Task details: Express every line of the items below as a JSON list of strings, one string per line, leaving out any blank lines.

[Excerpts from location labeling data]

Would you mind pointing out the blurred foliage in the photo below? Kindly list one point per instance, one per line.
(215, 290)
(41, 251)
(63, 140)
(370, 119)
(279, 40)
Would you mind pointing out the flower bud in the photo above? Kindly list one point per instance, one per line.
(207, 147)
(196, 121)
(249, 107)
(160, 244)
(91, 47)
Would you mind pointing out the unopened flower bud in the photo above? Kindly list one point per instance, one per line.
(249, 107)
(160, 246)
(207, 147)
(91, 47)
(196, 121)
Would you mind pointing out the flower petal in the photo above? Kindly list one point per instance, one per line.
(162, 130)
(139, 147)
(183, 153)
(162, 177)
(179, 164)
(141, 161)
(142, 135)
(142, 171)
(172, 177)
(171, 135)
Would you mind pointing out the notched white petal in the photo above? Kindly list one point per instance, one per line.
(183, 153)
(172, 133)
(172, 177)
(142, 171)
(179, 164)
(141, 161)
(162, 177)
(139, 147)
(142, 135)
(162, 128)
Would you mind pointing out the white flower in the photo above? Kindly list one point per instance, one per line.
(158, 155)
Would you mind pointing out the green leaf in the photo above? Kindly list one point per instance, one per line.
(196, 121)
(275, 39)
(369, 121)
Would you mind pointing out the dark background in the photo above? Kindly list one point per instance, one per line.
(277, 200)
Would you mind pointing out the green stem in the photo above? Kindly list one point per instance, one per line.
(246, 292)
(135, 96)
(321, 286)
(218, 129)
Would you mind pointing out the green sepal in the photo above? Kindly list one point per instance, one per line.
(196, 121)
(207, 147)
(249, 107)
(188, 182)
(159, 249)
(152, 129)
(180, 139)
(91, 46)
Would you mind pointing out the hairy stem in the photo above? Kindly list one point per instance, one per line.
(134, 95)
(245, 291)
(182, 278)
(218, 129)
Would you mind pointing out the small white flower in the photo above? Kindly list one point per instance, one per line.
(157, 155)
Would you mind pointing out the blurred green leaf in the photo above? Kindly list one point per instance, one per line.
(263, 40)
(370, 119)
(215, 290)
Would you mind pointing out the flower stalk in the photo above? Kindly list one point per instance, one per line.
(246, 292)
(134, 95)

Completed task:
[
  "Would you mind pointing out the blurred foliage in the photo below? Kindly list one point per instance, one per line.",
  "(215, 290)",
  "(41, 251)",
  "(63, 140)",
  "(370, 119)",
  "(279, 40)",
  "Would you mind pointing out the flower bud in the photo above? Kindly list one point per instance, one per line.",
  "(207, 147)",
  "(196, 121)",
  "(249, 107)",
  "(160, 244)",
  "(91, 47)",
  "Would you mind pointing out the unopened flower bud in the photo above? Kindly list one point per instance, one per line.",
  "(249, 107)",
  "(160, 246)",
  "(207, 147)",
  "(91, 47)",
  "(196, 121)",
  "Would you mind pointing out the flower petal in the photo above? Kindly list one point per instance, one per line.",
  "(162, 130)",
  "(139, 147)",
  "(183, 153)",
  "(162, 177)",
  "(179, 164)",
  "(141, 161)",
  "(142, 135)",
  "(142, 171)",
  "(172, 177)",
  "(171, 135)",
  "Would you mind pointing out the notched white petal in the photo above? Kindly list one point per instance, one per line.",
  "(183, 153)",
  "(172, 133)",
  "(172, 177)",
  "(142, 171)",
  "(179, 164)",
  "(141, 161)",
  "(162, 177)",
  "(139, 147)",
  "(142, 135)",
  "(162, 128)",
  "Would you mind pointing out the white flower in the photo above? Kindly list one point per instance, one per line.",
  "(158, 155)",
  "Would you mind pointing out the green leaf in the photo above? Kindly list one point per instance, one per line.",
  "(196, 121)",
  "(275, 39)",
  "(369, 121)",
  "Would you mind pointing out the dark background in the photo above? Kindly list one point per instance, one per line.",
  "(277, 200)",
  "Would you mind pointing out the green stem in the photo above? Kindly list one point per instance, one per line.",
  "(246, 292)",
  "(135, 96)",
  "(321, 286)",
  "(218, 129)",
  "Would you mind pointing out the green sepal in the photo above? Kindly list one point per instance, one per line.",
  "(196, 121)",
  "(207, 147)",
  "(249, 107)",
  "(188, 182)",
  "(159, 249)",
  "(152, 129)",
  "(180, 139)",
  "(91, 46)",
  "Would you mind pointing out the hairy stem in the photo above? Kindly list one point per instance, one per line.",
  "(134, 95)",
  "(245, 291)",
  "(182, 278)",
  "(218, 129)",
  "Would you mind pointing out the small white flower in the photo above? Kindly list one point per instance, one per line.",
  "(157, 155)",
  "Would you mind pointing out the blurred green leaf in the photo above? Kindly list one point per instance, one per line.",
  "(263, 40)",
  "(370, 119)",
  "(215, 290)",
  "Would you mind pointing out the flower stalk in the photo above? Kindly list one point per instance, one per line.",
  "(246, 292)",
  "(134, 95)"
]